[START OF Supplied records]
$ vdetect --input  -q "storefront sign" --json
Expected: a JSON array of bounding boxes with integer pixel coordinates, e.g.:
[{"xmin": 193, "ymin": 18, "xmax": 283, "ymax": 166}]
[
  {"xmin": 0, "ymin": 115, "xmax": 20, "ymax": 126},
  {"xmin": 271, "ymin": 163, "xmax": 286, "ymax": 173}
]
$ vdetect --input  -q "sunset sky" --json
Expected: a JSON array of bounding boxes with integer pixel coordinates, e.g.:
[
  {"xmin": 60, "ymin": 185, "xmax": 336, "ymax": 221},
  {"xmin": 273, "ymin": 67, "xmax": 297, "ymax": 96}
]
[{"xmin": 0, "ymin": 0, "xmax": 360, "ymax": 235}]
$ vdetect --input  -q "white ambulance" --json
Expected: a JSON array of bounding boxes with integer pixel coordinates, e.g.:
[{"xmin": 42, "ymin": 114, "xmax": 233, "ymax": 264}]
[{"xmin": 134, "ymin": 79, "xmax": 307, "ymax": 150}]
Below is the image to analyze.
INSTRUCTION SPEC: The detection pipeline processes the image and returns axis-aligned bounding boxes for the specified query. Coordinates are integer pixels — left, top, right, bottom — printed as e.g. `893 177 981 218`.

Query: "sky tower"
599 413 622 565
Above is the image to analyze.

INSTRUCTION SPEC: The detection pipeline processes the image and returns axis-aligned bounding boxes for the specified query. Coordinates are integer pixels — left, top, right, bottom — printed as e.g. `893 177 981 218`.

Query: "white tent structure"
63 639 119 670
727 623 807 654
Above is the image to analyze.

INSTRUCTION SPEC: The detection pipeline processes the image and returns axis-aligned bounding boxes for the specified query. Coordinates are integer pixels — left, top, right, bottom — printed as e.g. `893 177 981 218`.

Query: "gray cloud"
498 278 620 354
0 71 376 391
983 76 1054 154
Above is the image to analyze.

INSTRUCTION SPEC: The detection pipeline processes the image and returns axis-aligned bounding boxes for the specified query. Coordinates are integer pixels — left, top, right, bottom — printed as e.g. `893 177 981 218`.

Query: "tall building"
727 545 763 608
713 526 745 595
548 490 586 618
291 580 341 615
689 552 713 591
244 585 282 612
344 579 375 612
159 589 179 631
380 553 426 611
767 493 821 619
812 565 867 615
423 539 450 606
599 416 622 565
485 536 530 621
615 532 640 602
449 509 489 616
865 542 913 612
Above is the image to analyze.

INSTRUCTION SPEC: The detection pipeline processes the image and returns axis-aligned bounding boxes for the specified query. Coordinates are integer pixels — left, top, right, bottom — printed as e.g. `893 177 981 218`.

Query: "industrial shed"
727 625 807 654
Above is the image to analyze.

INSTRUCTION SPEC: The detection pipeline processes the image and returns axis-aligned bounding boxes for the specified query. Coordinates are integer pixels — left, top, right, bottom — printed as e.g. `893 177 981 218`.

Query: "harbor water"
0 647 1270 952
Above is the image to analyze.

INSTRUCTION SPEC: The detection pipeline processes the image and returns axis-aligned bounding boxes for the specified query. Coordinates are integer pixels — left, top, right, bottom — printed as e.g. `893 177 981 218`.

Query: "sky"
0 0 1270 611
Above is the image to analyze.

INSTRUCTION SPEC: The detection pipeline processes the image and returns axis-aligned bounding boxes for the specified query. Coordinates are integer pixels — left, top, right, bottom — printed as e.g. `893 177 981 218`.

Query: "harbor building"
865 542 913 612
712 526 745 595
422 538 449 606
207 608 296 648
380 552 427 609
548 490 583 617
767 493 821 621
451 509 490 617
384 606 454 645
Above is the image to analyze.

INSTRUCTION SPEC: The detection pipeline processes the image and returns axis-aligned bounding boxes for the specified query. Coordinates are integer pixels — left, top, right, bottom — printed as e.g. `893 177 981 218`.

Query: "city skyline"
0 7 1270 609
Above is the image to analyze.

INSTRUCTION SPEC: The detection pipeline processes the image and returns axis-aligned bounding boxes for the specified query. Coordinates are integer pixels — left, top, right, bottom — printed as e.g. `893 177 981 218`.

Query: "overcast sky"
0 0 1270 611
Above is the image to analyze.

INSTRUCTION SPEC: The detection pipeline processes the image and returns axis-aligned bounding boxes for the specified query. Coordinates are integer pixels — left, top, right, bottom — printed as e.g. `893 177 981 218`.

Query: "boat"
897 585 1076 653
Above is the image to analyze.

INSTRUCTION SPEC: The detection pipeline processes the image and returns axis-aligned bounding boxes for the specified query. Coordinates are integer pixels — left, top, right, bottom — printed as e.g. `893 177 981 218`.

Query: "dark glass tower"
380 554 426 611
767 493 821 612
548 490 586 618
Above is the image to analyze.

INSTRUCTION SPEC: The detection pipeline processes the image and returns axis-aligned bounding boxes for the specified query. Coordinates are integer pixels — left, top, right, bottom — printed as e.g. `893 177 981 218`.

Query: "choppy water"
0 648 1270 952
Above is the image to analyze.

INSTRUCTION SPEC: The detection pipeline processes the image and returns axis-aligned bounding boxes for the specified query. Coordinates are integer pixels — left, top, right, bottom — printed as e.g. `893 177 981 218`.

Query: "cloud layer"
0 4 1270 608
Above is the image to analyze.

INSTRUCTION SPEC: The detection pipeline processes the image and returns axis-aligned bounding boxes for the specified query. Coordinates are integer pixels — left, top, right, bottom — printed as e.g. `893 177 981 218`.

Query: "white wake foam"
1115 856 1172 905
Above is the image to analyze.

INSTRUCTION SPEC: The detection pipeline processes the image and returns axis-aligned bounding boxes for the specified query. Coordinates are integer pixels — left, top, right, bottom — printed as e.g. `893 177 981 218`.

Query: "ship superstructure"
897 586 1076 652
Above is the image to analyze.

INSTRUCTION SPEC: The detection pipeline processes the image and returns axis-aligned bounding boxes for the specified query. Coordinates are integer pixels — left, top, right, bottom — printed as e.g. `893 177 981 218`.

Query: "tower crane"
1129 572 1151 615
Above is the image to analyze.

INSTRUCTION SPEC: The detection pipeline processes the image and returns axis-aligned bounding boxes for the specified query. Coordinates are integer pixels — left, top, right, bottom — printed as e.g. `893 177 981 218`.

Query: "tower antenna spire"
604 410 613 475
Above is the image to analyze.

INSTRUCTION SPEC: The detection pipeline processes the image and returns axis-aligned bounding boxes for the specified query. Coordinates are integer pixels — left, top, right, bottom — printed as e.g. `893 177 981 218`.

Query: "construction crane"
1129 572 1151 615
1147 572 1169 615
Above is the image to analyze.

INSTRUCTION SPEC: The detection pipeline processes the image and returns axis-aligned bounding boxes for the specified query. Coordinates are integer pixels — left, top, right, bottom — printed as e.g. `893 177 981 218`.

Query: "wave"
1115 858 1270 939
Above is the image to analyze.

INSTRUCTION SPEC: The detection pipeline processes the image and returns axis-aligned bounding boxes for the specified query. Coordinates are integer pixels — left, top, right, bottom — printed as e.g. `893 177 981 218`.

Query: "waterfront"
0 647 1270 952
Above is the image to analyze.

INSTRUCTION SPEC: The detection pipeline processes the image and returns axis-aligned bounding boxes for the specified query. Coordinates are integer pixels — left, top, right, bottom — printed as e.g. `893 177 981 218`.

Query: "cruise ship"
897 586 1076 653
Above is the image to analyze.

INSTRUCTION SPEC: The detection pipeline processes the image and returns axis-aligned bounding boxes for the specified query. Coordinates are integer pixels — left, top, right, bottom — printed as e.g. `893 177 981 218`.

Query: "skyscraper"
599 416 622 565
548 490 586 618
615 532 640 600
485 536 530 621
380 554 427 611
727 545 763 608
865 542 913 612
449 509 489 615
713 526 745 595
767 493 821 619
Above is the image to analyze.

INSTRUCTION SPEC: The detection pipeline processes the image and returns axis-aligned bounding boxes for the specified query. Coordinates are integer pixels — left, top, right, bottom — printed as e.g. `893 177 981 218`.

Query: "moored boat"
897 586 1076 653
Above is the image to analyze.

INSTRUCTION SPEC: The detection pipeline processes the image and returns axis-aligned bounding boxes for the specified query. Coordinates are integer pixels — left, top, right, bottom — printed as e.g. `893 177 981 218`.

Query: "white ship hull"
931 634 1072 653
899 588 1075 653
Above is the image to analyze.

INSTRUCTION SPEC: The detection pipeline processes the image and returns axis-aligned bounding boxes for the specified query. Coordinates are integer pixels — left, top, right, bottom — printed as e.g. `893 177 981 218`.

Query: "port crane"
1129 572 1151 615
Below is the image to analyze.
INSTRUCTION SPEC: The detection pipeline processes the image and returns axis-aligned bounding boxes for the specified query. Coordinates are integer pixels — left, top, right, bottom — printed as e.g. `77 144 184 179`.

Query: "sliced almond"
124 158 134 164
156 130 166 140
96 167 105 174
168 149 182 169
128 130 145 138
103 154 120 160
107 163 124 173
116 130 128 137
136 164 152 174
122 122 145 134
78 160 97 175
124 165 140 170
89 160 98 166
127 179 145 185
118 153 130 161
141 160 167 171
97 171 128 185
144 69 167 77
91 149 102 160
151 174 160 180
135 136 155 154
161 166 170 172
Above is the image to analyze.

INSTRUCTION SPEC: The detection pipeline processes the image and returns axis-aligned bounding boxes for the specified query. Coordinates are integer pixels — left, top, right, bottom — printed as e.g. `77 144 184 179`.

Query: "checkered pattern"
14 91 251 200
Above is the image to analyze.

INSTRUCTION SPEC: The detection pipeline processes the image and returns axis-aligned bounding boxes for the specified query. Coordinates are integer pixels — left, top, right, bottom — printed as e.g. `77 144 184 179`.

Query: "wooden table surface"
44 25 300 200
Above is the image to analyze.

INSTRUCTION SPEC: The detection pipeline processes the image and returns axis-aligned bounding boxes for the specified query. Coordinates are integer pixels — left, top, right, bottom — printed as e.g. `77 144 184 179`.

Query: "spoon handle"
[END OF Supplied records]
▶ **Written task**: Pull out each line of the records above that contains the word "tower".

▶ **Expected answer**:
Query: "sky tower"
Query: "dark glass tower"
Query: "tower crane"
Query: "tower antenna spire"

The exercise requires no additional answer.